YOGYA (KRjogja.com) - Banyak ulama terutama di Jawa Tengah yang sudah mengeluarkan fatwa haram untuk daging sapi glonggongan. Hal itu karena cara yang dilakukan oknum untuk menambah berat daging dengan cara diglonggong, sangat menyiksa sapi. Demikian diungkapkan dosen Fakultas Peternakan (Fapet) UGM Nanung Danar Dono SPt MP PhD saat menyampaikan paparan dalam workshop pengolahan pangan halal dan thoyyib bagi UKM di Auditorium Fapet UGM, Kamis (30/6/2016). Workshop dalam rangka Dies Natalis ke-47 Fapet UGM.
Dikatakan, menggelonggong artinya memasukkan air secara paksa ke tubuh sapi, hingga bobot sapi bertambah 30 persen. Karena perut sapi dipenuhi air, menyebabkan isi perut (usus) keluar melalui anus. Sapi pun ndeprok karena tidak kuat menahan berat badannya, dengan posisi tali keluh tetap terikat. "Dengan posisi seperti ini leher sapi menahan beban sangat berat mencapai 600 kilogram," katanya.

BAHAN YANG DIBERIKAN:
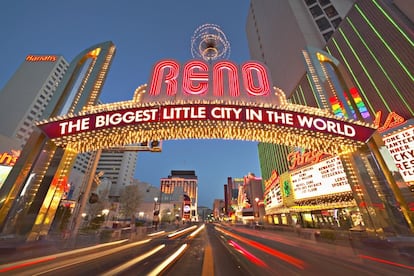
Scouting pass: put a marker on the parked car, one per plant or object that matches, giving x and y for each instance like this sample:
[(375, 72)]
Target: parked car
[(259, 226)]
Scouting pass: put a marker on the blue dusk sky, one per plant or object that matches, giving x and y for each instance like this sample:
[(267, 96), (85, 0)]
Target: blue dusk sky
[(143, 32)]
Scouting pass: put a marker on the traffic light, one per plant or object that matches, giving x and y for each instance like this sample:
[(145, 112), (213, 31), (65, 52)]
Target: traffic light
[(156, 146), (93, 198)]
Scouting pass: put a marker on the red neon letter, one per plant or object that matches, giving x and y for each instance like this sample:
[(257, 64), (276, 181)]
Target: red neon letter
[(263, 86), (170, 78), (195, 83), (218, 81)]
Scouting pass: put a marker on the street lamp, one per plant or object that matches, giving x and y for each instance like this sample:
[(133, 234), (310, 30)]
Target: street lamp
[(105, 212), (155, 203)]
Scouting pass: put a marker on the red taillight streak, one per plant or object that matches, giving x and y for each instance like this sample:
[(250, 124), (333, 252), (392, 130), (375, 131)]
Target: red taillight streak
[(287, 258), (248, 255), (385, 261), (26, 264)]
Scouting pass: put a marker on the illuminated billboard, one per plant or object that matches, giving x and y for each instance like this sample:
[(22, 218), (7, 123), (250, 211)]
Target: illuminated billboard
[(324, 178), (199, 100), (400, 144), (4, 172)]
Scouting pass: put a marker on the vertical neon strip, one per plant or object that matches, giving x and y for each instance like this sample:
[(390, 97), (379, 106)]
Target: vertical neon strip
[(313, 91), (218, 81), (195, 83), (379, 65), (365, 70), (394, 23), (352, 73), (359, 103), (303, 95), (384, 42), (336, 107)]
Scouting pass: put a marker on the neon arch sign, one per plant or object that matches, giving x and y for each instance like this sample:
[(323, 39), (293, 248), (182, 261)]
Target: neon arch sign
[(197, 79), (206, 101)]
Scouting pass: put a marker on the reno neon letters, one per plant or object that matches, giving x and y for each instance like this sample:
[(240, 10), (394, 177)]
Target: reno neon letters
[(220, 79)]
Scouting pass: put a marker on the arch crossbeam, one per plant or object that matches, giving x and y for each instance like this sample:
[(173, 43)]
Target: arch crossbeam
[(112, 125)]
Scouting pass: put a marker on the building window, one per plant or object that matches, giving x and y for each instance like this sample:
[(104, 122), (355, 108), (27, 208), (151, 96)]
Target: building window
[(316, 11), (324, 2), (310, 2), (330, 11), (323, 24)]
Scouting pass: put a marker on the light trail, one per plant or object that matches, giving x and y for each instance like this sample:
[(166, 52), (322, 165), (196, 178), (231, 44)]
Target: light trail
[(93, 256), (25, 263), (181, 232), (134, 261), (168, 261), (251, 257), (156, 233), (385, 262), (276, 253), (192, 235)]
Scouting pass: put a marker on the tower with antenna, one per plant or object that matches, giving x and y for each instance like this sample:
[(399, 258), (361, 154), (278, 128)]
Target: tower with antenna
[(209, 43)]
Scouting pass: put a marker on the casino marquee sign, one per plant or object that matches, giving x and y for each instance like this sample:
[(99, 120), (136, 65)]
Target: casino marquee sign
[(206, 101)]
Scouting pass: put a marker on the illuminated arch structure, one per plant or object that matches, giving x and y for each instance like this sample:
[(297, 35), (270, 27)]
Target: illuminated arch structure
[(43, 168), (334, 90), (196, 100)]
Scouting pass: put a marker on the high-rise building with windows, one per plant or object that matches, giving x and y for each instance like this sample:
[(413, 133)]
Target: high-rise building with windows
[(25, 96), (373, 42), (119, 168), (185, 180), (278, 31), (42, 166)]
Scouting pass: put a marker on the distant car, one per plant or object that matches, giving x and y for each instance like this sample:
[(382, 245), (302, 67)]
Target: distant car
[(259, 226)]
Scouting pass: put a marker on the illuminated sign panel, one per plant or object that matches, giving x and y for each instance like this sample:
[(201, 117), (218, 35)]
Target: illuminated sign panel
[(211, 112), (324, 178), (4, 172), (401, 147), (297, 159), (273, 193), (37, 58), (221, 80)]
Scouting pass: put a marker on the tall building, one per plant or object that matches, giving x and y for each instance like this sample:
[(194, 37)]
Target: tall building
[(232, 193), (119, 168), (371, 52), (368, 30), (26, 95), (42, 166), (278, 30), (188, 182)]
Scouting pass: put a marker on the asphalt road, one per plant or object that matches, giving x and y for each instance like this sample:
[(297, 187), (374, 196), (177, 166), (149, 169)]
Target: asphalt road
[(215, 250)]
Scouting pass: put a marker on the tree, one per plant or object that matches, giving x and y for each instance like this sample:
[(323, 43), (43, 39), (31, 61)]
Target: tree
[(130, 200)]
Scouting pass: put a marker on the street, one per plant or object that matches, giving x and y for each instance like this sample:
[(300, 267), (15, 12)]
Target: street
[(215, 249)]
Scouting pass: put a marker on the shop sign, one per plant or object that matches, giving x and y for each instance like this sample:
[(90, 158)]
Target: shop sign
[(299, 159), (401, 147), (9, 159), (324, 178), (37, 58)]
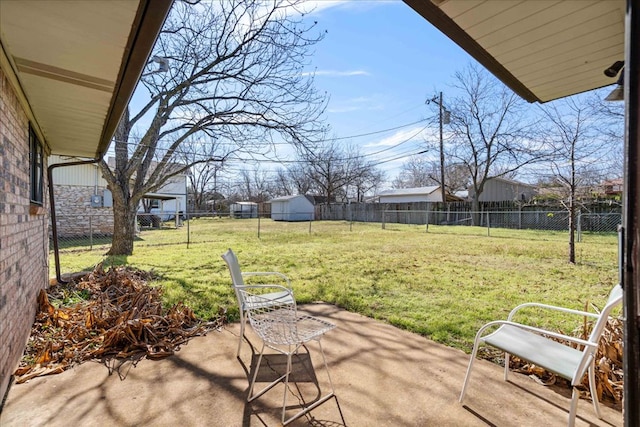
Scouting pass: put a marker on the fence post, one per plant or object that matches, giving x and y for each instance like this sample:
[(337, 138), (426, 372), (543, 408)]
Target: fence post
[(579, 226), (188, 230), (488, 225)]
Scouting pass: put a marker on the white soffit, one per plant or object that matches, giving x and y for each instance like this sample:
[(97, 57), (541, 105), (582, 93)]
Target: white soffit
[(543, 50), (68, 56)]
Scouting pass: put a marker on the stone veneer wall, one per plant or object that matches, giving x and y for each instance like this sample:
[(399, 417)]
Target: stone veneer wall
[(24, 252), (76, 217)]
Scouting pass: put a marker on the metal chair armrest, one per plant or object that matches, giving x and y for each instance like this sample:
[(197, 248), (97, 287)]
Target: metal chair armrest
[(533, 329), (551, 307), (267, 273)]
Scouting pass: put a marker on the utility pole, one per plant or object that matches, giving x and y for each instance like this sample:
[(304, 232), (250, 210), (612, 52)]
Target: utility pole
[(442, 187)]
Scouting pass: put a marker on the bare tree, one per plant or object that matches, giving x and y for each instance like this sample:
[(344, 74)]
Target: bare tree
[(332, 168), (203, 177), (580, 147), (255, 185), (415, 172), (229, 71), (491, 135)]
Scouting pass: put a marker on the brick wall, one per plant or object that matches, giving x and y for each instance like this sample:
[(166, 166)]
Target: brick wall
[(23, 237), (76, 217)]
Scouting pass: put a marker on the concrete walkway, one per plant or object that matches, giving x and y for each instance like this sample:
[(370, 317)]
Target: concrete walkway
[(382, 376)]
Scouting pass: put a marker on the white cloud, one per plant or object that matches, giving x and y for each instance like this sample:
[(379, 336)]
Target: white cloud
[(417, 133), (355, 104), (316, 7)]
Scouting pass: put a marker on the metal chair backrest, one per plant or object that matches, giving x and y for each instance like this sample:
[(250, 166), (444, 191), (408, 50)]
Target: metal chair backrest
[(231, 260), (615, 297)]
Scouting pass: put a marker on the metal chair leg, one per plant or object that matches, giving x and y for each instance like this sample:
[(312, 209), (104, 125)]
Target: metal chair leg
[(593, 389)]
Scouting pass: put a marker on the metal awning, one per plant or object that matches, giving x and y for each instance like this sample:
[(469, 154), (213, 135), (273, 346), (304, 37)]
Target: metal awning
[(542, 50)]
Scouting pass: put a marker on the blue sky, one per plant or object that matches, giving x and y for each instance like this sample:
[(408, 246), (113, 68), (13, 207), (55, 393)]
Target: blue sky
[(379, 62)]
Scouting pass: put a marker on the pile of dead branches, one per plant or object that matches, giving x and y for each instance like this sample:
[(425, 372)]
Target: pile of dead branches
[(118, 315), (609, 373)]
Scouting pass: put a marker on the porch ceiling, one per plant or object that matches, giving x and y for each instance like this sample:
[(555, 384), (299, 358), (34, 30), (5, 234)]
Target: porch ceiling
[(542, 50), (78, 62)]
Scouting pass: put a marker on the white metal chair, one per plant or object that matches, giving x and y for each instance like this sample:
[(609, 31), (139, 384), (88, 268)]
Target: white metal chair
[(534, 345), (283, 329), (237, 278)]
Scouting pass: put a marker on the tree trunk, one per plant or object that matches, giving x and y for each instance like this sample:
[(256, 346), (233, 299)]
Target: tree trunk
[(475, 209), (572, 229), (124, 228)]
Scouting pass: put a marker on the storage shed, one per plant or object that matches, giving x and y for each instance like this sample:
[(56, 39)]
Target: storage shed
[(292, 208), (243, 210)]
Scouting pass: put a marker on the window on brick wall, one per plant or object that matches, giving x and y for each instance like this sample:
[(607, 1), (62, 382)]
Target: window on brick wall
[(36, 165)]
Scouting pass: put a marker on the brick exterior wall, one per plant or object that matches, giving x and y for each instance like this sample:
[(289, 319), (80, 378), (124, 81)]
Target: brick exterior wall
[(23, 237), (75, 216)]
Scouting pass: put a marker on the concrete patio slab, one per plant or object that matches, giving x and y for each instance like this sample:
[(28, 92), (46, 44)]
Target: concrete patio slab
[(383, 376)]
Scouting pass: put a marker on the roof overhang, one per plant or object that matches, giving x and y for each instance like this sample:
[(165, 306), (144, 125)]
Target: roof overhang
[(542, 50), (77, 64)]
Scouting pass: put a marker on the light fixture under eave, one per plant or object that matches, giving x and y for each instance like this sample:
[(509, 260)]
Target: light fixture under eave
[(616, 94)]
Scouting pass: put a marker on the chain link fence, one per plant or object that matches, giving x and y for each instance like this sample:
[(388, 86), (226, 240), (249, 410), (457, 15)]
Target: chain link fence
[(90, 233)]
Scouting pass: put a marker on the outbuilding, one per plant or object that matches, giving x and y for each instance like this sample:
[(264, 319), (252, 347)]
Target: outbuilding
[(410, 195), (292, 208), (243, 210)]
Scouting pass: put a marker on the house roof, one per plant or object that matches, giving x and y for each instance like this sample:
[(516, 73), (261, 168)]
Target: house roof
[(513, 182), (76, 64), (541, 50), (286, 198), (416, 191)]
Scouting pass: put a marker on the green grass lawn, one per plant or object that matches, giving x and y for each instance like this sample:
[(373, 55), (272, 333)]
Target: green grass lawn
[(443, 284)]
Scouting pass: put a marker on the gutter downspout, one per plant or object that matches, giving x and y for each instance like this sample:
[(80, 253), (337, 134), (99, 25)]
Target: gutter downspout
[(52, 209)]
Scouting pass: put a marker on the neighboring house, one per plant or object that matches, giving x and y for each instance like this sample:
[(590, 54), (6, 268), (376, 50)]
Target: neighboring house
[(411, 195), (67, 71), (503, 190), (613, 187), (170, 199), (243, 210), (292, 208)]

TUGAS DAN LATIHAN:
- A) Menurut artikel tentang daging sapi glonggongan, berapa persen bobot sapi bertambah setelah diglonggong?
- B) Ketik ulang bagian artikel tentang daging sapi glonggongan yang dibuka dengan kata-kata "YOGYA (KRjogja.com) - Banyak" dan ditutup dengan "ke-47 Fapet UGM.".
- C) Teruskan artikel tentang daging sapi glonggongan mulai dari setelah kalimat terakhirnya.
Baris-baris tersebut tidak ada hubungannya dengan artikel tentang daging sapi glonggongan.

HASIL AKHIR:
- A) Bobot sapi bertambah 30 persen.

- B)
YOGYA (KRjogja.com) - Banyak ulama terutama di Jawa Tengah yang sudah mengeluarkan fatwa haram untuk daging sapi glonggongan. Hal itu karena cara yang dilakukan oknum untuk menambah berat daging dengan cara diglonggong, sangat menyiksa sapi. Demikian diungkapkan dosen Fakultas Peternakan (Fapet) UGM Nanung Danar Dono SPt MP PhD saat menyampaikan paparan dalam workshop pengolahan pangan halal dan thoyyib bagi UKM di Auditorium Fapet UGM, Kamis (30/6/2016). Workshop dalam rangka Dies Natalis ke-47 Fapet UGM.

- C)
Setelah diglonggong, sapi kemudian diistirahatkan dan diberi air dingin biar segar, untuk diglonggong lagi sampai tiga kali. Banyak sapi yang pingsan saat diglonggong atau mati sebelum disembelih. Kemudian saat akan disembelih di rumah pemotongan hewan, sapi dipaksa berjalan meski dalam keadaan kepayahan. Pemilih sapi berusaha agar sapinya mau berjalan dengan cara didorong atau mematahkan ekornya. Saat berjalan, perut sapi membuncit dengan anus menyembul. "Karena penyiksaan luar biasa inilah, banyak ulama yang mengeluarkan fatwa haram untuk daging sapi glonggongan," katanya.
Untuk itu, Nanung berpesan kepada masyarakat untuk selektif membeli daging sapi. Mendeteksi daging sapi glonggongan sangat mudah, yakni meneteskan air jika daging digantung serta menggenang jika daging diletakkan dibawah. Selain itu biasanya daging sapi glonggongan teksturnya mudah rusah, cepat busuk dan dijual dengan harga murah. "Daging sapi glonggongan ini berpenampilan basah, sangat berbeda dengan daging sapi pada umumnya," katanya.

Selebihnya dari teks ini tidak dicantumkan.